Count the lines in the records below that contain the string "wall", treating uppercase and lowercase as different, and give only the number.

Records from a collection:

□ □ □

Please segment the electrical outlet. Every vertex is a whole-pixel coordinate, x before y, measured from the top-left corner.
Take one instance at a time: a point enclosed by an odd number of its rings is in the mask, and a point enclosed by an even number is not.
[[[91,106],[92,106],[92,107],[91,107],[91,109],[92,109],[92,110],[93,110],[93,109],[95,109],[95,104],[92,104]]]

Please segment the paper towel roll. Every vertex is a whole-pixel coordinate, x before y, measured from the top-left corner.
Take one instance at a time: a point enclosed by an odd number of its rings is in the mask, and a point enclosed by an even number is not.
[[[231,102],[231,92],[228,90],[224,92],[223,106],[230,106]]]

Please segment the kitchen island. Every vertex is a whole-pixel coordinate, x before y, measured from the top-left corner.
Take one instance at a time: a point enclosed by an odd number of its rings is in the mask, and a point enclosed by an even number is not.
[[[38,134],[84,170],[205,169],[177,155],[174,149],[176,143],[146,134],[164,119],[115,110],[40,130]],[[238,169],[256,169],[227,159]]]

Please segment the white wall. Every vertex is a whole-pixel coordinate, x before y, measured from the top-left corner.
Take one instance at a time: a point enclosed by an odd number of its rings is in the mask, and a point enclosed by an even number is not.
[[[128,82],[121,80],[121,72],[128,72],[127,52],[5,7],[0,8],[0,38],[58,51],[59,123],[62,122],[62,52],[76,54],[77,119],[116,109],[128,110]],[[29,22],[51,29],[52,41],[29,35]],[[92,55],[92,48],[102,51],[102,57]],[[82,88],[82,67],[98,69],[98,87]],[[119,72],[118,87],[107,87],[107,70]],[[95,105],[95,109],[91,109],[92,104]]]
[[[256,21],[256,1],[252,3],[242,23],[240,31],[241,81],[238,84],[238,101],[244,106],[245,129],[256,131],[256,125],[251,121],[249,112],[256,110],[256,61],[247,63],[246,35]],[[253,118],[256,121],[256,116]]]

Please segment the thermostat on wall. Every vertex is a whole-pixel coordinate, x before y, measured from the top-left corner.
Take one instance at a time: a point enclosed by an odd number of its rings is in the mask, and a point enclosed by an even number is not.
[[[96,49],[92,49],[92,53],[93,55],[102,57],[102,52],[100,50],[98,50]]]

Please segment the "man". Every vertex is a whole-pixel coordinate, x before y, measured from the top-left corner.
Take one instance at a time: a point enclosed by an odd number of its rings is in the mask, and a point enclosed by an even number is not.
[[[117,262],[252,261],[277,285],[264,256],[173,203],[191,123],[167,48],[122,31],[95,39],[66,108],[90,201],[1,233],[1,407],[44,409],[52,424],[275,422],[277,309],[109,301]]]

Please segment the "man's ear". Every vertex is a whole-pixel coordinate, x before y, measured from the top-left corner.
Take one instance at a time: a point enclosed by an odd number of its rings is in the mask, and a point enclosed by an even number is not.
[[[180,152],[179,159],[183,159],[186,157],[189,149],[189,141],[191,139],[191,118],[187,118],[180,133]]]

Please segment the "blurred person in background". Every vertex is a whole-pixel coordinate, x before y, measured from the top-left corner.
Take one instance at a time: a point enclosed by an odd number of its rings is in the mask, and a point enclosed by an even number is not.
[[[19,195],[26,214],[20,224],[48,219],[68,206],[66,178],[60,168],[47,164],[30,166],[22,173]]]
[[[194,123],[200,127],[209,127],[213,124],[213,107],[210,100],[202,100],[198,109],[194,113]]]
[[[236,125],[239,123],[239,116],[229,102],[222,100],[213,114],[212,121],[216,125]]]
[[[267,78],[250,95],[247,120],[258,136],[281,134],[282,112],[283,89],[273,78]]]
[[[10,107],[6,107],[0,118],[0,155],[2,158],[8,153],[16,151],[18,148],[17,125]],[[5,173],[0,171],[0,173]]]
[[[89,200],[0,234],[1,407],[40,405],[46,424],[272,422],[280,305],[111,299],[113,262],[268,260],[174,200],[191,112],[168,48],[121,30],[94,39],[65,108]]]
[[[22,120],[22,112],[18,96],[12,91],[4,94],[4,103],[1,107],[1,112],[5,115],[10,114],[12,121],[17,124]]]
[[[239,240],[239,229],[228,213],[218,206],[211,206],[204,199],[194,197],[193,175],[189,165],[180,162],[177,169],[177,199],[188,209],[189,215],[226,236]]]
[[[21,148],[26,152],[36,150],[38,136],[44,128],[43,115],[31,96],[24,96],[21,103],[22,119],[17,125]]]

□ □ □

■ Response for this exercise: 2